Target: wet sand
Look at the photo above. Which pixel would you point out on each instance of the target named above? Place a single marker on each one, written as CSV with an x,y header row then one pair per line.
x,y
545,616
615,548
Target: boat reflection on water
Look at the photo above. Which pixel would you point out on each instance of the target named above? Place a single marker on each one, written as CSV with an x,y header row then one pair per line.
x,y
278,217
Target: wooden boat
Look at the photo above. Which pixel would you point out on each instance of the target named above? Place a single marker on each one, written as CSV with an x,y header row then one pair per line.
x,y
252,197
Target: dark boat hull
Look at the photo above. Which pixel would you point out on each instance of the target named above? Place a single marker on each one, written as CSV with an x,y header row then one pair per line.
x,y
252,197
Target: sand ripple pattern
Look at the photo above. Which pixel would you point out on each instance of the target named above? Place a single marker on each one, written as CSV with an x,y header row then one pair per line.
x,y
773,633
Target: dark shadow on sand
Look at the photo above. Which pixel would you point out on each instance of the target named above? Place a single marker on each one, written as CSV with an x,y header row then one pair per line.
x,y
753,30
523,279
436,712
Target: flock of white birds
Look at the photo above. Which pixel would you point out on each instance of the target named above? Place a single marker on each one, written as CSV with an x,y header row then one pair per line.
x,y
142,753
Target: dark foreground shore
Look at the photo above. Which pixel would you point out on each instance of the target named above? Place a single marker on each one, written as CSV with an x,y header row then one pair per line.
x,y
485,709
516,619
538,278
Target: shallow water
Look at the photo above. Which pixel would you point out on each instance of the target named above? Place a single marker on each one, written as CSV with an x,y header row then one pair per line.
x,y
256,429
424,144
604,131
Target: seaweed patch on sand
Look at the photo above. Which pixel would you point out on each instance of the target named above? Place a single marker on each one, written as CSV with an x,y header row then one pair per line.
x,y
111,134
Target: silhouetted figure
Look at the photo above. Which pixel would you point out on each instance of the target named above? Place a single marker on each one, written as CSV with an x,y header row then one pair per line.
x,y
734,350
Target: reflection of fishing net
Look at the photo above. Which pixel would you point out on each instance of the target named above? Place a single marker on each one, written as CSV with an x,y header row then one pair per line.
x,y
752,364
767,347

#### Task goal:
Gather every line from the entries above where the word "sand" appears, and copy them.

#### Result of the task:
Target: wet sand
Target: sand ripple pattern
Target: dark shadow on sand
Target: seaweed patch on sand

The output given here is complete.